◆ Directions for this task: Copy every line of the data below word for word, with no changes to wording, numbers or punctuation.

◆ Entries shown:
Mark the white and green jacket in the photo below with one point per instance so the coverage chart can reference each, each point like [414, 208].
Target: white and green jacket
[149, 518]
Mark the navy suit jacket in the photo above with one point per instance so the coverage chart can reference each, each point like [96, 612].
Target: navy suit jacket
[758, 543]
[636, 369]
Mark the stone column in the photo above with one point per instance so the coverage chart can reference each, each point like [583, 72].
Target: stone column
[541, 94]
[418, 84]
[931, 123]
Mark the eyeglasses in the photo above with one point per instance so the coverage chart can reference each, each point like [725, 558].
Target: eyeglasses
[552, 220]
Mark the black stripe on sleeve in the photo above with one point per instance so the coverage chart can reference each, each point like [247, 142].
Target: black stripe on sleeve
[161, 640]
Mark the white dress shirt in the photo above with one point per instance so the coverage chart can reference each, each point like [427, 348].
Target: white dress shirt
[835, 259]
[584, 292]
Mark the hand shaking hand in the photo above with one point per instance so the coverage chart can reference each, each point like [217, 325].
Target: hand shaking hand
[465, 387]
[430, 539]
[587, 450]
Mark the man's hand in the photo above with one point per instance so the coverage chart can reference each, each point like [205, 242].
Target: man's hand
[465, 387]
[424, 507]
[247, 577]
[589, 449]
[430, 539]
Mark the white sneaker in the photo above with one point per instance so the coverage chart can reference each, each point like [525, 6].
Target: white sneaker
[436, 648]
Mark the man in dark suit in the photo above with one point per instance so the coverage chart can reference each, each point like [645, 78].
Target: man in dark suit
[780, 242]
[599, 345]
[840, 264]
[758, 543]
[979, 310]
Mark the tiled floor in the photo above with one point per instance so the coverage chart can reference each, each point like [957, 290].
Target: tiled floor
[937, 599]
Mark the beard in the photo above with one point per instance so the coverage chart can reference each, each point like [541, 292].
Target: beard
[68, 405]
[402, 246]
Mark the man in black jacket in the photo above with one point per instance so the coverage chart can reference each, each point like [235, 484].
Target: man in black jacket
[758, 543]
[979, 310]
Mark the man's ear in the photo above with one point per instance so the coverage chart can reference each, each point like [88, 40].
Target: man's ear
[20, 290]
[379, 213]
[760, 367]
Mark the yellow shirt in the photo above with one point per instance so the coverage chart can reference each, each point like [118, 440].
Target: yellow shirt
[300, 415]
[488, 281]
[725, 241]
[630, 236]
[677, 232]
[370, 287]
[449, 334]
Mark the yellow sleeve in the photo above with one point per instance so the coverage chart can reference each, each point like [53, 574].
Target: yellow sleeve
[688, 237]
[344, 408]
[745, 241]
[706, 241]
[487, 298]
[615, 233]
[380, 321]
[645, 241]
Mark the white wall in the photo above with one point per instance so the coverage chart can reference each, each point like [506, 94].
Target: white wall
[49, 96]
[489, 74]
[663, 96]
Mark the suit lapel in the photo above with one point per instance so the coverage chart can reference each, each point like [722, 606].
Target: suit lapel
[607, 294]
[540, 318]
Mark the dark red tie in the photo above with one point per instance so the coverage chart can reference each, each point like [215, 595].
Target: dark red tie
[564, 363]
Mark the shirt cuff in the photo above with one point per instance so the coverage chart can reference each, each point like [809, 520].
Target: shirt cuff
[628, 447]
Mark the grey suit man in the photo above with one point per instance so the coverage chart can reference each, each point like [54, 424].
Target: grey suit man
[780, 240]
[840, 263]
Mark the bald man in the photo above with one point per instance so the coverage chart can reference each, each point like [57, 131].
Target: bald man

◆ Answer to the task:
Mark the white and green jacket in the photo below with one point per instance so the coverage chart can reference each, each point like [414, 208].
Target: white and green jacket
[149, 518]
Mark the navy suit jacket in the photo above with one point per instance so the coverage chart can reference each, each point like [96, 612].
Target: navy suit jacket
[758, 543]
[636, 369]
Mark the stone column in the photo above with one point per instance so the coverage chart can reference each, each point like [583, 72].
Target: stone column
[541, 94]
[418, 84]
[931, 123]
Mark the eyeglasses in the photo above with one point per instance so the coverage chart can reference each, each point like [725, 558].
Target: eyeglasses
[552, 220]
Mark the black stripe on sleeve in the photo above with one point per instance so the coverage chart can reference each, each point like [247, 142].
Target: black stripe on sleeve
[161, 640]
Mark the white dress shirt in the photo above with one point per instance so the coverage chart can reference each, each point like [427, 348].
Target: white dress shirt
[835, 259]
[584, 292]
Mark the hand shaking hand in the photo above with one point per instance so the coverage chart can reference each, each point like [217, 325].
Target: hand shaking hand
[465, 387]
[430, 539]
[587, 450]
Mark the man's hand in the photo above with one point per instance so the coverage chart can reference each, each point like [205, 242].
Target: man's hand
[465, 387]
[424, 507]
[247, 577]
[589, 449]
[430, 539]
Mark the white sneaker in the photo above with one point per instance so the coverage chart can reference each, each point like [525, 6].
Target: white sneaker
[436, 648]
Mark the man in dark suit in the photo above with one point per instance so the coverage chart can reference each, each point like [645, 78].
Target: man in dark suit
[780, 242]
[599, 345]
[840, 264]
[758, 543]
[979, 310]
Mark the tiled floor in the photo above with one point per instance so the coverage chart can reference each, each point like [957, 290].
Target: tiled floor
[937, 599]
Mark the beard in the photo above with one point per instance so the coverage chart can reference each, each point like [541, 292].
Target: beard
[68, 405]
[402, 246]
Mark the man in black jacket in the photo above with one point per instance so the coverage chart can reference each, each point like [235, 484].
Target: man in black jacket
[758, 543]
[979, 310]
Mark the man's ear in the photo above with one point per instance so the coverage chart can reference each, each point like [88, 40].
Target: man's ear
[20, 290]
[379, 213]
[760, 367]
Mark the yellow shirt in the photo above with one point per instance so the coverage chart can reference each, each point like [118, 440].
Target: yellow shirt
[300, 415]
[488, 281]
[725, 241]
[630, 236]
[677, 232]
[370, 287]
[449, 334]
Mark the yellow sleeve in the photo above with one point per instance so the coverage chart can reference each, each point like [53, 574].
Target: yellow sleeve
[688, 237]
[344, 408]
[745, 241]
[706, 241]
[487, 298]
[615, 233]
[380, 321]
[645, 241]
Mark the white wall in the photo above with one point per instance so the coverage chart can reference each, each point like [506, 94].
Target: white wall
[49, 96]
[489, 74]
[663, 96]
Mark the suit lapel in the photo above with one point per instance so the coverage chart can reference each, each point like [722, 606].
Target: suit lapel
[607, 294]
[540, 318]
Mark the dark red tie in the photo above with one point per instance so the coverage chart can reference each, each point like [215, 595].
Target: dark red tie
[564, 363]
Mark the shirt cuff in the photo above with one point per instance so the coverage chart can reference each, each point like [809, 520].
Target: shirt cuff
[628, 447]
Mark the grey suit man in the photo above with one point per instance so the coverage chart can reference each, each point like [54, 424].
Target: grey suit man
[780, 240]
[840, 263]
Mark the bald man in the photo above with one point per instance so the coverage chart can reference each, each point like [57, 131].
Target: bald man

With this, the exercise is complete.